**EXTRACT**
Well, I have toi say im very glad to hear that. How do thyey get spare parts, like engine rings, pistons, valves, injectors and the like. I suppose by rebuilds, but there must be some backyard workshops somewhere making some of the parts, surely.


----------



## bobbysocks (Jan 8, 2013)

found a good story on this bird..with history and everything. evidently this plane doesnt like to fly on the 2nd day of the month....lol engine overhauled every 100 hours at a cost of $300.000+ ( aint cheap to own a warbird )...

http://www.airshowsreview.com/TheMagazine-Aug-Sept2010.pdf

as for the parts....if you have the money...someone will make it for you. i would suppose the stocks of original stuff has long since been used or scrapped....but ya never know.


----------



## nuuumannn (Jan 9, 2013)

> How do they get spare parts, like engine rings, pistons, valves, injectors and the like?



They make new ones. You can pretty much reverse engineer any component with the right amount of money and technology these days. Bf 109G Black 6 in the mid 1990s, what a lovely machine:






























> as for the parts....if you have the money...someone will make it for you. i would suppose the stocks of original stuff has long since been used or scrapped....but ya never know.



Snap - you beat me to it Bobbysocks.


----------



## DerAdlerIstGelandet (Jan 9, 2013)

parsifal said:


> Well, I have toi say im very glad to hear that. How do thyey get spare parts, like engine rings, pistons, valves, injectors and the like. I suppose by rebuilds, but there must be some backyard workshops somewhere making some of the parts, surely.

**WHAT THIS EXERCISE ASKS**
1 – Copy the forum thread from "found a good" to "and the like?", changing "warbird" to "vintage fighter".
2 – Which spare parts does the forum thread give as examples?

**SUPPLIED DATA**
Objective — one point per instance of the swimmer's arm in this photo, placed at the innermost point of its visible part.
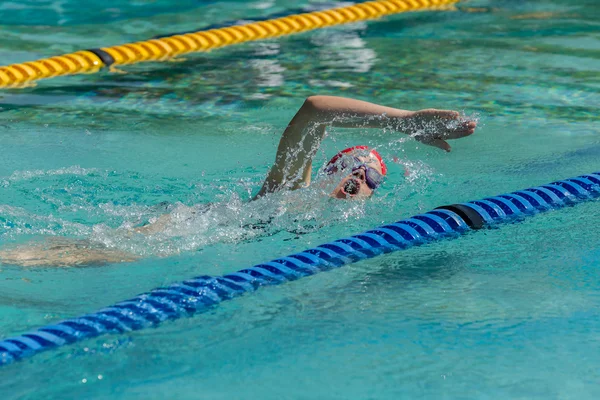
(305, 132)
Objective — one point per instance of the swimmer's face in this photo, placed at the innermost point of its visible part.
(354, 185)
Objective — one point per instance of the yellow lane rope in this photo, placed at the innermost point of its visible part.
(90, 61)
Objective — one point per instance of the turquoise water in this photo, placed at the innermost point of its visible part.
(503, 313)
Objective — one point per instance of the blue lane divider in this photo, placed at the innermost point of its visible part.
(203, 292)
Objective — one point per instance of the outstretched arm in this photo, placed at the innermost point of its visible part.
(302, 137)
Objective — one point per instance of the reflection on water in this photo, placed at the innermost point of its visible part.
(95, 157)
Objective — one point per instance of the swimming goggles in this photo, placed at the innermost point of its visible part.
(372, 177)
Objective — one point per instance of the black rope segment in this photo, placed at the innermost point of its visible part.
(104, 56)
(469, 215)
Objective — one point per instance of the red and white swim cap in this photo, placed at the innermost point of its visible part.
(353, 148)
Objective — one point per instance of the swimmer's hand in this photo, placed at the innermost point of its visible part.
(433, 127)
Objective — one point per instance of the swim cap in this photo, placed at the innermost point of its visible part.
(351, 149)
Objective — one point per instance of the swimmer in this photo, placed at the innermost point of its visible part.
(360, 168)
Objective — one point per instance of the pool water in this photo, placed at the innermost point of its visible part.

**TASK-BY-TASK OUTPUTS**
1 –
found a good story on this bird..with history and everything. evidently this plane doesnt like to fly on the 2nd day of the month....lol engine overhauled every 100 hours at a cost of $300.000+ ( aint cheap to own a vintage fighter )...

http://www.airshowsreview.com/TheMagazine-Aug-Sept2010.pdf

as for the parts....if you have the money...someone will make it for you. i would suppose the stocks of original stuff has long since been used or scrapped....but ya never know.


----------



## nuuumannn (Jan 9, 2013)

> How do they get spare parts, like engine rings, pistons, valves, injectors and the like?

2 – engine rings, pistons, valves, injectors